■ WHAT THE TASK REQUIRES
Count the lines in the rows below that contain the string "leather", paying attention to case, and give only the number.

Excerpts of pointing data

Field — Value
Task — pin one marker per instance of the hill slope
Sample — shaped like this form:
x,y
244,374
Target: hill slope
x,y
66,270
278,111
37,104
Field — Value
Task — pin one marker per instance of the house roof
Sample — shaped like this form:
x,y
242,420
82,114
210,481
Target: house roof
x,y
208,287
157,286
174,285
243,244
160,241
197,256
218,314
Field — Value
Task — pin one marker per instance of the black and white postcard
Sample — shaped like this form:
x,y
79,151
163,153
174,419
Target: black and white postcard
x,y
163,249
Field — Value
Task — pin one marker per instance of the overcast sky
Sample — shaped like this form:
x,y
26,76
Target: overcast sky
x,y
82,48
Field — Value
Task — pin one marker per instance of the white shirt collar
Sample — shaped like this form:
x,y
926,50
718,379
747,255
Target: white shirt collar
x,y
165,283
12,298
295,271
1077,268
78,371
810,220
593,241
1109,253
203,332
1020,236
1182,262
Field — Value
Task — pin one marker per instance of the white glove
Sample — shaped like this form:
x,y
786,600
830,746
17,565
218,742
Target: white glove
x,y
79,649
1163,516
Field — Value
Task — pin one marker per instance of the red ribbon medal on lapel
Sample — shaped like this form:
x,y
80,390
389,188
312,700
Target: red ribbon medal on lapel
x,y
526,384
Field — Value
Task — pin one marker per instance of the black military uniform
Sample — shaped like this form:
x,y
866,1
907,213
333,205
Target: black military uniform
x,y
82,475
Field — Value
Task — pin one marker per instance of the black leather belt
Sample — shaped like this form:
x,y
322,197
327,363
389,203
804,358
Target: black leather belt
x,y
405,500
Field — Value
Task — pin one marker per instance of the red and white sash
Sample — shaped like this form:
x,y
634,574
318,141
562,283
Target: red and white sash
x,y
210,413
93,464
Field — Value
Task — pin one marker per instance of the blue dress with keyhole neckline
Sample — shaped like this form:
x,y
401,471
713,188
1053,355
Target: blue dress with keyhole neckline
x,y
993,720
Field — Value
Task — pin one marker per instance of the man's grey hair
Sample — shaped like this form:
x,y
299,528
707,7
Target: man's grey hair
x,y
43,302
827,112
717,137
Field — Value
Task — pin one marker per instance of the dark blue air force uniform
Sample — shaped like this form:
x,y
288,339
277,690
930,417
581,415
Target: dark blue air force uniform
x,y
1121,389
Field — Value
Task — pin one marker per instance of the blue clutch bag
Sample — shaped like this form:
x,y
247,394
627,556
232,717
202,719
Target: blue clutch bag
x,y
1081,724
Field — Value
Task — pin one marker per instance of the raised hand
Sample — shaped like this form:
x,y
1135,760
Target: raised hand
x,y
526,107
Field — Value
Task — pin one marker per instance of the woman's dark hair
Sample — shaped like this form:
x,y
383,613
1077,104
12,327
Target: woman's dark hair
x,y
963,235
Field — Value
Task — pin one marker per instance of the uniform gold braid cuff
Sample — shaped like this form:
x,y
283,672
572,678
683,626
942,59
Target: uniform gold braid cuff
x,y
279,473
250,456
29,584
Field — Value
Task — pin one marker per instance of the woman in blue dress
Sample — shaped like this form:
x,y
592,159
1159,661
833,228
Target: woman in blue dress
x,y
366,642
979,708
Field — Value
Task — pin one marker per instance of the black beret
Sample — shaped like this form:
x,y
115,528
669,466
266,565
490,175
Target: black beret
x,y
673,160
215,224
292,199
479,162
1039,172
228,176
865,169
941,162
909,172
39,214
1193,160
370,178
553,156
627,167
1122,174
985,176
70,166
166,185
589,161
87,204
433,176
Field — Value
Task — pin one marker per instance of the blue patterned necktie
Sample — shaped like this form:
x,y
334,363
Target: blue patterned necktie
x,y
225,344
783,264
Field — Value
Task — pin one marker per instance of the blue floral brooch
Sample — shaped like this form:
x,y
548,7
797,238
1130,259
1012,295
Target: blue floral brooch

■ RESPONSE
2